> [Exercice]:
D’après l’extrait sur le livre « Sapiens et le climat », quel poste l’auteur de l’ouvrage a-t-il occupé autrefois ?

> [Extrait]:
========================

POSTEL-VINAY O., Sapiens et le climat. Une histoire bien chahutée.


 POSTEL-VINAY O., Sapiens et le climat. Une histoire bien chahutée, La Cité, 2022.

Voici un ouvrage qu’on ne s’attend pas à trouver dans notre florilège. De fait, il ne s’agit pas au premier abord de théologie, mais plutôt d’histoire et de climatologie – voire d’écologie. Cependant, comme un train peut en cacher un autre, certains partis-pris et certaines leçons de l’auteur méritent d’être ici discutés et retenus.
Écrit de manière plaisante, souvent drôle, ce livre se lit rapidement, comme pour se détendre. On y rit parfois de bon cœur, même quand l’auteur, quelque peu scientiste et anticlérical bon teint (ancien rédacteur en chef du magazine scientifique La Recherche), égratigne légèrement la sainte religion catholique et ses représentants. Mais ce n’est évidemment pas le propos de l’ouvrage, qui a une autre ambition.
Il s’agit, en premier lieu, de mettre ici à portée du commun une synthèse des avancées en matière d’archéologie ou d’histoire du climat, et de constater l’effet de ses variations sur le devenir des sociétés humaines – parfois les civilisations. En second lieu, d’observer que la terre est l’objet (sinon le jouet) de plusieurs cycles climatiques, liés entre autres aux cycles célestes. Si le climat terrestre est en même temps parfaitement irrégulier et imprévisible à certaines périodes de transition, il suit néanmoins des cycles de glaciation/réchauffement de plus ou moins longue portée, imbriqués les uns dans les autres.

========================

> [Entrées d’annotation par coordonnées]:

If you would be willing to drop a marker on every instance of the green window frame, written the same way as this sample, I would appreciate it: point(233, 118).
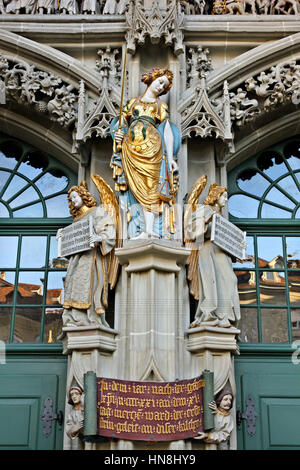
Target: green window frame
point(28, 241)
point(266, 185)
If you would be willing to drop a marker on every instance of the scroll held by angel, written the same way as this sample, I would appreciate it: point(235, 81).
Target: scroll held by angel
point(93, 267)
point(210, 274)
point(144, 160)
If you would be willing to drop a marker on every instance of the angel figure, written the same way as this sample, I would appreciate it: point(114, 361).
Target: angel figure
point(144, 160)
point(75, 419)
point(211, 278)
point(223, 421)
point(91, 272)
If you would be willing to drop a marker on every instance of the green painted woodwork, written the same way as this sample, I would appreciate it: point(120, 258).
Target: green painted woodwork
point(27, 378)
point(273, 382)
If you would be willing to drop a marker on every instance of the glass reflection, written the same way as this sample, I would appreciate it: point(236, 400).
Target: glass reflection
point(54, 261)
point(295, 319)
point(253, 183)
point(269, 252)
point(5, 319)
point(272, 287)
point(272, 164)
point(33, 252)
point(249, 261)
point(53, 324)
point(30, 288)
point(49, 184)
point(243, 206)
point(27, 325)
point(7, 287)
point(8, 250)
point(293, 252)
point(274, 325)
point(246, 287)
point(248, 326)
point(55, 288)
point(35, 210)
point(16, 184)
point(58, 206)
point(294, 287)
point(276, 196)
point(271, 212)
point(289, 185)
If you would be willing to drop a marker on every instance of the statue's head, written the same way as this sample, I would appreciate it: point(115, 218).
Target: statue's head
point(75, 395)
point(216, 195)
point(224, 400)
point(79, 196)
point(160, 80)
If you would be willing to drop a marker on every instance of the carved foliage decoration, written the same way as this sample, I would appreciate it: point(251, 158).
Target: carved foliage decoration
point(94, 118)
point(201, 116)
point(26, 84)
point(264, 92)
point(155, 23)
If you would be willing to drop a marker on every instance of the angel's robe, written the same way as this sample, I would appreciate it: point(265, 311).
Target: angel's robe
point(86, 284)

========================

> [Réponse]:
Il a été rédacteur en chef du magazine scientifique La Recherche.